» REQUIREMENT
Lines from the entries below that hold "building" form the answer; copy all of them.

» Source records
------------------------------------------------------------
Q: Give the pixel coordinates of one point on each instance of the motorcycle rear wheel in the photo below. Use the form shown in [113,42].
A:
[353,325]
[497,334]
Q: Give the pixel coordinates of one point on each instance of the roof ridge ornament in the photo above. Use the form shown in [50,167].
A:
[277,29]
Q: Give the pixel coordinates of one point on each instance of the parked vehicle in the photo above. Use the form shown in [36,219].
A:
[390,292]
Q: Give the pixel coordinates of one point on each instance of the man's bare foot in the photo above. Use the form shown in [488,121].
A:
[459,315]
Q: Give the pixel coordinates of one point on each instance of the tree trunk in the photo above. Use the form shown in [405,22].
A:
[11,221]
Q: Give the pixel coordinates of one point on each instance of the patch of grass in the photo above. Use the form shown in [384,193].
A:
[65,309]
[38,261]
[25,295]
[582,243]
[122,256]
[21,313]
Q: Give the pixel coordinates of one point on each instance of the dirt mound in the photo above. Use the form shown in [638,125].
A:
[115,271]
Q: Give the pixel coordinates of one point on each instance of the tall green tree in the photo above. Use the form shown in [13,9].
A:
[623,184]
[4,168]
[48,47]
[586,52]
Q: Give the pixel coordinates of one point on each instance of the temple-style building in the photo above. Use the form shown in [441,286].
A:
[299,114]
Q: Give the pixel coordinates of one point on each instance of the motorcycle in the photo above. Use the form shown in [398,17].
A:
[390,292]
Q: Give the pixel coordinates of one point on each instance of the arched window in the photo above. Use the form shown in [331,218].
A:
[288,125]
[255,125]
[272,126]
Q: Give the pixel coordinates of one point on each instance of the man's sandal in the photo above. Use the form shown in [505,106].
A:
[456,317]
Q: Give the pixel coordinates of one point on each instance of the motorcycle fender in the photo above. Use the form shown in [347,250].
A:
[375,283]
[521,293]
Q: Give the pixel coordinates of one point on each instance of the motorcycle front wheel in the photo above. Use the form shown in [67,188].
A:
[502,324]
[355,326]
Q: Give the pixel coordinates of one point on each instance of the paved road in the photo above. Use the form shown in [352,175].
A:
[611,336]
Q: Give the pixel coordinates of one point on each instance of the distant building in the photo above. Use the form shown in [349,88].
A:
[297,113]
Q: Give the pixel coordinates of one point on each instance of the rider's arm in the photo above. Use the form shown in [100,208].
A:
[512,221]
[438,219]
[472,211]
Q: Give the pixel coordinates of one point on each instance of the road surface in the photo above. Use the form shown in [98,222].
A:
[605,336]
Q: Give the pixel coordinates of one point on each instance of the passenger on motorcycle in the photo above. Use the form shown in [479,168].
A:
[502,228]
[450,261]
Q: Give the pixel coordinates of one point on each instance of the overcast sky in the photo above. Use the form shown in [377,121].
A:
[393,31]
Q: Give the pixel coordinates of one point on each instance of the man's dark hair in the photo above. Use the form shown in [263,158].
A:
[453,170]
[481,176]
------------------------------------------------------------
» EXPECTED ANSWER
Q: Give the pixel coordinates of one point on each instance of the temple-style building in the photo above. Use the form shown in [441,286].
Q: Give the pixel coordinates of one point on each instance of the distant building in the photo above. Use the form shown in [349,88].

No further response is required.